§ **LISTED ENTRIES**:
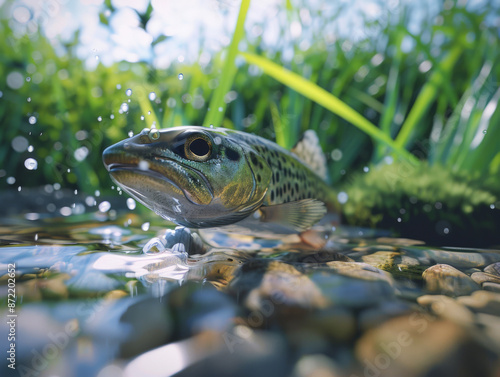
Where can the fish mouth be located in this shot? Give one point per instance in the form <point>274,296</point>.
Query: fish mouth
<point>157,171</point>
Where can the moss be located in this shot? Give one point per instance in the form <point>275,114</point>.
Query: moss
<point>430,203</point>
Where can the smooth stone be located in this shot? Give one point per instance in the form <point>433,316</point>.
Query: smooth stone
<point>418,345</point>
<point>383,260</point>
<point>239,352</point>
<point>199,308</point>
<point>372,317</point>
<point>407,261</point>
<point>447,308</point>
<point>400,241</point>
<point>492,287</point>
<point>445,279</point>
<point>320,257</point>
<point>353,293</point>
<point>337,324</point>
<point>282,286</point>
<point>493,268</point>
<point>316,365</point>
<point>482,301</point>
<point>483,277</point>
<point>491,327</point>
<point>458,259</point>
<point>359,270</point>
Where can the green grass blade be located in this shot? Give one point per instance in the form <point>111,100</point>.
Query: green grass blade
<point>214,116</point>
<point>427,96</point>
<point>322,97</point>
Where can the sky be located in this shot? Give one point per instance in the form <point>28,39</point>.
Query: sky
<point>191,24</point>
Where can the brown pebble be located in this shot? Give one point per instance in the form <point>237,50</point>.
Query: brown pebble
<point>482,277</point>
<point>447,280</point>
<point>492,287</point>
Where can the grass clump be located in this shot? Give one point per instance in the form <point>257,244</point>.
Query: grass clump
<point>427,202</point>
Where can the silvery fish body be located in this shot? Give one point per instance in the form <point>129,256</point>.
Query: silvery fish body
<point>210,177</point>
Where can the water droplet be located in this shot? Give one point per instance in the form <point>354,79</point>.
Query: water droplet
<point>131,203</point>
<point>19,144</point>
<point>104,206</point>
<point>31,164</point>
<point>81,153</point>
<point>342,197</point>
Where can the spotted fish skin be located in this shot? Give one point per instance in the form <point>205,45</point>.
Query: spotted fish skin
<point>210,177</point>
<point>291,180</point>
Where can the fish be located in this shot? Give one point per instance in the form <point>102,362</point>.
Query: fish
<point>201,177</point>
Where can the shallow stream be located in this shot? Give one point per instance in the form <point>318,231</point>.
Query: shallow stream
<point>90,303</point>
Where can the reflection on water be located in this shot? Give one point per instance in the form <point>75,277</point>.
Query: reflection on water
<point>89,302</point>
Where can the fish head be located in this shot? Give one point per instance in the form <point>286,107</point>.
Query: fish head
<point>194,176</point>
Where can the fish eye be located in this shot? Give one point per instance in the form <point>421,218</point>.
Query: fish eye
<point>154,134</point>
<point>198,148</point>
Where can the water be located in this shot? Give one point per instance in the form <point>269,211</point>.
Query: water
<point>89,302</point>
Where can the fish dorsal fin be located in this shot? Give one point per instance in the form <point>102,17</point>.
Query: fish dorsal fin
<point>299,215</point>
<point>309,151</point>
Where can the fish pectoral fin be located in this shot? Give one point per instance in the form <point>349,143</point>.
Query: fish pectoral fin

* * *

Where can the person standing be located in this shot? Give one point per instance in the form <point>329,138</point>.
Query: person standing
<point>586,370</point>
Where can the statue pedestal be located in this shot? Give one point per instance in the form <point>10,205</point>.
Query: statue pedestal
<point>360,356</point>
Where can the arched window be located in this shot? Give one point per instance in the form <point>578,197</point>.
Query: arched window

§ **DIRECTION**: Print everything in the listing from the line containing "Where can the silvery" down to the line containing "<point>309,151</point>", both lines included, with no changes.

§ **OUTPUT FOR THIS EXERCISE**:
Where can the silvery fish body be located in this shot? Give one point per instance in the form <point>129,256</point>.
Query: silvery fish body
<point>210,177</point>
Where can the water droplet be located in this shot? Give one point per instance in the form <point>354,79</point>.
Query: water droplet
<point>131,203</point>
<point>19,144</point>
<point>104,206</point>
<point>31,164</point>
<point>81,153</point>
<point>342,197</point>
Where can the spotted fish skin be located in this shot? Give one point per instance in the form <point>205,45</point>.
Query: spotted fish skin
<point>210,177</point>
<point>291,180</point>
Where can the fish be located in this shot? Give one point per instance in the form <point>102,362</point>.
Query: fish
<point>201,177</point>
Where can the shallow stream be located in this shot? Give one point per instance in the form <point>318,231</point>.
Query: shallow stream
<point>90,303</point>
Where can the reflection on water be located in this shot? Give one point per instance in the form <point>75,277</point>.
Query: reflection on water
<point>89,302</point>
Where can the fish head be located in this shot? Give one point per instance in the form <point>286,107</point>.
Query: fish head
<point>194,176</point>
Where can the fish eye be located in this shot? Give one point per instance in the form <point>421,218</point>.
Query: fish eye
<point>154,134</point>
<point>198,148</point>
Where can the water be located in this shot? Give one point per instance in the form <point>269,211</point>.
Query: water
<point>89,302</point>
Where can the fish dorsal fin be located in this shot? Give one point per instance in the form <point>102,17</point>.
Query: fish dorsal fin
<point>299,215</point>
<point>309,151</point>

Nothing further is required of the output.